Your instructions: Below is a block of data; give all of it again word for word.
** BEGIN Given records **
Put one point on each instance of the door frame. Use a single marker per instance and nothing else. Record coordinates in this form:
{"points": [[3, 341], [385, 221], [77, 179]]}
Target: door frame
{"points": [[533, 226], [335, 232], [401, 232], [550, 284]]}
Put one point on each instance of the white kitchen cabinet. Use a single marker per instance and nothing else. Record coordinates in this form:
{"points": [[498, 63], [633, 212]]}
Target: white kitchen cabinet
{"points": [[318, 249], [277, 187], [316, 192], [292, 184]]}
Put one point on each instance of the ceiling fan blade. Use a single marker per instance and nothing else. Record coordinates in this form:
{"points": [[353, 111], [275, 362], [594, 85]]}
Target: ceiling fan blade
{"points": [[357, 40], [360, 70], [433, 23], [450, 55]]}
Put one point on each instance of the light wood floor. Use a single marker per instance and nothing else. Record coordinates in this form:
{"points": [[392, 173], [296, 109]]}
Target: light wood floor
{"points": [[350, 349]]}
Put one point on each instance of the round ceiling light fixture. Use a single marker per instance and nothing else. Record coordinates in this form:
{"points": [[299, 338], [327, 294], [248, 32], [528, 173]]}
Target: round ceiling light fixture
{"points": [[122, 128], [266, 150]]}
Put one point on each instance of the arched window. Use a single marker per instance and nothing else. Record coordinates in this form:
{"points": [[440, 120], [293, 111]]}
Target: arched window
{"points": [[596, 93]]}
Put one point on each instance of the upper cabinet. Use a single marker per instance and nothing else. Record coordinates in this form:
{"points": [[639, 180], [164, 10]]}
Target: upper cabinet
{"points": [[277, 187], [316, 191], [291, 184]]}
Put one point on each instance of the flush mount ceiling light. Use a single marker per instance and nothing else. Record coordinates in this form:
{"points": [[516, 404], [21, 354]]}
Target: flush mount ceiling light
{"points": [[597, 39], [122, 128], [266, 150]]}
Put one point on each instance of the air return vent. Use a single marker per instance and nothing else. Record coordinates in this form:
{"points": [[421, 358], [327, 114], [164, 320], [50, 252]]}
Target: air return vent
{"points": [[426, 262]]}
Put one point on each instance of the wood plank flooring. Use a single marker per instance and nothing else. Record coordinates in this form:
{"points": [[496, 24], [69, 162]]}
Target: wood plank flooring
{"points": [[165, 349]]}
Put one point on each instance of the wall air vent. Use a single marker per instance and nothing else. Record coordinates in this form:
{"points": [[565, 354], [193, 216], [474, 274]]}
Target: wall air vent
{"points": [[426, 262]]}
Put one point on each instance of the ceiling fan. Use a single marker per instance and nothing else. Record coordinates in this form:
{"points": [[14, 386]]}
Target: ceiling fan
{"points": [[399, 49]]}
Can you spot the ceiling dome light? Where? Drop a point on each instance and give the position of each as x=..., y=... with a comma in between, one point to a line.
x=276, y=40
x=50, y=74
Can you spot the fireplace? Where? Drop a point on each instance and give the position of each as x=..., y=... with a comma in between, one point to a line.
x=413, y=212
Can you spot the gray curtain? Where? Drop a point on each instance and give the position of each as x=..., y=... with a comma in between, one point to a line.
** END Given records **
Full answer:
Put one point on each instance of the door frame. Use a single marker per instance and nothing else. Record coordinates in this form:
{"points": [[3, 341], [385, 221], [77, 179]]}
Target: door frame
{"points": [[533, 226], [335, 232], [401, 232], [550, 284]]}
Put one point on each instance of the white kitchen cabinet. Use a single marker per instance and nothing else. Record coordinates in this form:
{"points": [[498, 63], [633, 212]]}
Target: white kitchen cabinet
{"points": [[318, 249], [277, 187], [316, 192], [292, 184]]}
Put one point on each instance of the ceiling fan blade. Use a single marker per instance and nothing else. Record coordinates in this form:
{"points": [[353, 111], [275, 362], [594, 85]]}
Target: ceiling fan blade
{"points": [[357, 40], [360, 70], [433, 23], [450, 55]]}
Put one point on each instance of the light wood floor. Use a single marker per instance and nothing else. Record coordinates in this form:
{"points": [[392, 173], [296, 109]]}
Target: light wood floor
{"points": [[350, 349]]}
Put one point on each instance of the round ceiling light fixture. Use a single marker per instance and nothing else. Record coordinates in this form:
{"points": [[299, 338], [327, 294], [248, 32], [528, 173]]}
Target: round ceiling light fixture
{"points": [[122, 128], [266, 150]]}
Put one point on each instance of the arched window. Use a single marker per instance and nothing else. Record coordinates in this form:
{"points": [[440, 120], [293, 111]]}
Target: arched window
{"points": [[596, 93]]}
Put one point on each instance of the upper cabinet. Use a single marker per instance and nothing else. Record coordinates in this form:
{"points": [[639, 180], [164, 10]]}
Target: upper cabinet
{"points": [[277, 187], [316, 191], [291, 184]]}
Put one point on each instance of the flush mount ceiling light. Use a single marker per instance and nothing else. Record coordinates in this form:
{"points": [[516, 404], [21, 354]]}
Target: flush mount ceiling light
{"points": [[597, 39], [122, 128], [266, 150]]}
Put one point on each instance of the air return vent. Use a single marker per instance and nothing else. Record coordinates in this form:
{"points": [[421, 358], [327, 114], [164, 320], [50, 252]]}
Target: air return vent
{"points": [[426, 262]]}
Put one point on each instance of the wood plank flooring. Use a single marker per instance and nothing else. Record coordinates in this form:
{"points": [[496, 24], [69, 162]]}
Target: wood plank flooring
{"points": [[165, 349]]}
Put one point on each instance of the wall air vent. Use a single marker per instance and nothing else. Record coordinates in this form:
{"points": [[565, 354], [193, 216], [474, 274]]}
Target: wall air vent
{"points": [[426, 262]]}
Put one point on each instance of the ceiling fan. Use a single marker per instance and nothing else. Record coordinates in this form:
{"points": [[14, 386]]}
Target: ceiling fan
{"points": [[399, 49]]}
Can you spot the ceiling dome light? Where? Drop a point on each instance and give the position of each as x=..., y=... with a comma in between, one point to a line.
x=276, y=40
x=50, y=74
Can you spot the fireplace? Where? Drop a point on each instance and give the position of each as x=..., y=... with a comma in between, one point to a line.
x=413, y=212
Can you spot the gray curtain? Where? Drop a point on each instance and give the position of each as x=..., y=... with a comma in between, one point to a line.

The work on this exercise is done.